### PASSAGE SHOWN
__________________________________________________
Here’s how to enjoy Chanukah feasts, without overdoing it.
Chanukah is the Jewish eight-day festival of light, celebrating the triumph of light over darkness, spirituality over materialism, and mind over matter.
Over 2000 years ago, the Greeks tried to force Hellenism on the people of Israel. A small band of Jews defeated the large Greek armies and reclaimed the Temple in Jerusalem.
As with most holidays, large family and friends gatherings means a lot of holiday eating. This is especially true on Chanukah when latkes (potato pancakes) and sufganiyot (strawberry jam-filled doughnuts) are food traditions.
For some, this means giving up on any notion of healthy eating and giving into overeating. Others go to the other extreme in the face of the avalanche of delectable goodies and swear off the feast entirely.
Consider this conversation I recently overheard: “I’m not going to even try on Chanukah,” said my one friend. “I am going eat everything in sight because I know it is impossible to resist! Besides, why should I?” Her friend responded, “I am thinking of skipping the meal altogether.”
Is that the choice: Is it only starve or overindulge?
The truth is that Chanukah is a time to celebrate mind over body and it can present a wonderful opportunity to improve our eating habits and general perspective of food. In fact, Chanukah eating can be a ‘mindful’ experience, which is the true significance of this holiday.
So, relax and enjoy a healthy Chanukah with these smart and meaningful eating tips.
Consider the Purpose of Food
According to most well known Jewish philosopher and doctor, Maimonides (1135-1204), good health is not simply something you do for yourself. Keeping yourself healthy through good diet and exercise is a service to God.
As he wrote: You should direct all of your activities regarding physical health and personal existence so that your limbs serve as the perfect media for the powers of the soul… As King Solomon said in his wisdom: “Know him in all your ways.” (Proverbs 3, 6)
Practice Mindful eating
Mindful eating involves paying full attention to the experience of eating and drinking. Some steps include turning off any distractions like the television and computer. Stop talking or texting on the phone. You want to pay full attention to your meal and your body’s signals while you are eating.
__________________________________________________
### Saved entries
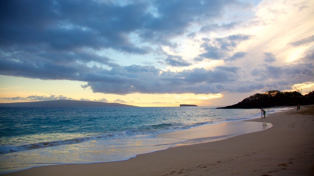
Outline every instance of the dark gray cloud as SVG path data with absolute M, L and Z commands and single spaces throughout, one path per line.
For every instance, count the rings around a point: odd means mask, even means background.
M 116 58 L 99 54 L 109 49 L 127 54 L 157 53 L 156 57 L 162 56 L 160 60 L 164 65 L 190 65 L 186 58 L 159 52 L 156 48 L 179 46 L 173 39 L 181 35 L 195 38 L 196 32 L 190 30 L 194 25 L 201 26 L 198 32 L 232 29 L 238 23 L 215 23 L 230 5 L 245 6 L 234 0 L 134 1 L 123 5 L 110 1 L 3 1 L 0 6 L 0 74 L 84 81 L 87 83 L 82 87 L 90 87 L 94 92 L 121 95 L 242 92 L 313 80 L 312 50 L 291 65 L 266 63 L 247 73 L 234 66 L 177 72 L 150 66 L 124 66 L 116 64 Z M 246 53 L 236 48 L 251 37 L 237 34 L 203 39 L 204 53 L 194 60 L 246 58 Z M 289 44 L 308 45 L 313 37 Z M 265 54 L 266 62 L 274 61 L 271 53 Z M 271 83 L 274 80 L 278 81 Z M 8 98 L 69 98 L 54 96 Z
M 222 84 L 236 81 L 239 70 L 236 67 L 220 66 L 213 70 L 200 68 L 173 72 L 162 71 L 154 67 L 133 65 L 106 72 L 106 75 L 97 76 L 101 79 L 89 81 L 82 86 L 90 87 L 95 92 L 122 95 L 137 92 L 219 93 L 223 90 Z M 91 76 L 94 79 L 96 77 Z
M 28 101 L 46 101 L 48 100 L 75 100 L 72 98 L 68 97 L 62 95 L 56 96 L 54 95 L 51 95 L 50 96 L 38 96 L 37 95 L 32 95 L 26 97 L 21 97 L 17 96 L 16 97 L 2 97 L 0 99 L 10 100 L 23 100 Z
M 165 60 L 167 65 L 174 67 L 186 66 L 192 65 L 187 61 L 182 59 L 180 56 L 168 55 L 168 57 Z
M 207 59 L 210 60 L 227 60 L 236 59 L 245 54 L 243 52 L 235 53 L 231 56 L 230 53 L 241 42 L 249 39 L 251 36 L 239 34 L 232 35 L 224 38 L 213 39 L 203 39 L 204 43 L 201 45 L 206 52 L 194 59 L 196 61 Z M 203 58 L 202 60 L 201 58 Z

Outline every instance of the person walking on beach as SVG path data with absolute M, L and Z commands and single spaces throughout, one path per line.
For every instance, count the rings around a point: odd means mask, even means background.
M 266 115 L 266 111 L 264 110 L 263 109 L 262 109 L 261 108 L 260 108 L 259 109 L 260 109 L 263 112 L 263 114 L 264 114 L 264 118 L 265 118 L 265 116 Z M 263 117 L 263 116 L 262 116 L 262 117 Z

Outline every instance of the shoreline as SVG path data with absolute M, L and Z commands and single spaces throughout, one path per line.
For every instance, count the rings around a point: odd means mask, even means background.
M 302 107 L 297 113 L 294 109 L 244 121 L 272 123 L 267 130 L 171 147 L 121 161 L 42 166 L 3 175 L 311 175 L 314 113 L 302 113 L 314 106 Z

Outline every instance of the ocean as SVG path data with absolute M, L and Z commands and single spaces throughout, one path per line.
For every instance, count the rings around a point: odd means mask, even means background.
M 259 109 L 202 106 L 0 107 L 0 173 L 125 160 L 187 141 L 161 133 L 260 116 Z

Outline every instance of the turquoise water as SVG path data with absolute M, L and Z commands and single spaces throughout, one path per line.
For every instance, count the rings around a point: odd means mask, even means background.
M 260 115 L 258 109 L 200 106 L 0 107 L 0 173 L 127 159 L 187 140 L 157 137 L 161 133 Z

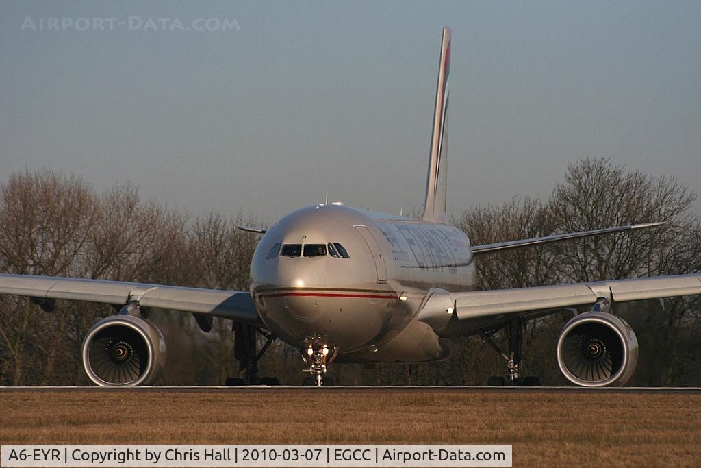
__________________________________________________
### PROMPT
Pick up the article on healthy Chanukah eating after its last sentence and continue it in the same voice.

### WRITTEN RESPONSE
Place a forkful of food in your mouth. Put the fork down after the food is in your mouth. This is a lot harder than you think. You’re hungry and you can’t wait to take the next bite! Resist the urge to slurp down the meal. Leave the fork on the table before you take your next bite. Chew slowly and enjoy the texture of the food, its flavor and vibrant colors and the food’s aroma. Be conscious of your different sensations and the overall experience.
Have a Daily Dose of Motivation
Choose a meaningful daily quote. Say it aloud every morning. Think about it during the day. This may sound a little strange but what we say and think about has a very significant effect on our minds and moods. You can choose quotes that relate to food or emotional behavior.
Don’t Let Food Hog the Spotlight
It is likely that you will be faced with an array of enticing foods and drinks at a Chanukah meal. You may eat and drink more than usual. But you don’t ‘have’ to overdo it. Relax and allow yourself to enjoy the meal. Concentrate on your family and friends. The delicious food is intended to enhance your social experience.
Make Smart Choices at the Table
Try to stick to the protein and vegetables. Your body can digest and handle protein and vegetables most effectively and your appetite will be stimulated less. You can have grains at the other smaller and more controlled meals during the day.
Take seconds of vegetables and if you want, take more of the protein. Enjoy a glass of dry red wine. As long as you don’t overdo it, it will enhance the experience and you can also enjoy its many health benefits.
If you are thirsty at the meal, drink water or seltzer at the meal. You will eat less food and drink less alcohol and avoid shots of hard alcohol. They add up quickly because it takes a few seconds to down them.
Enjoy Traditions Responsibly
While latkes (potato pancakes) and sufganiyot (strawberry jam-filled doughnuts) are Chanukah food traditions, you can enjoy them without overindulging. Consider having just a taste and then eat something healthy to satisfy your hunger and, if possible, opt for the baked varieties instead of fried.
If you did overeat at a Chanukah meal, don’t talk down to yourself. An exception once in awhile should not derail us. It is an expected part of the journey!
… But Get Back on Track
Even if you did overeat or overdrink the night before, as long as you continue with your regular healthy regimen and schedule the next day, it won’t have any lasting impact on your progress. The key is not to let indulgence become a lasting habit.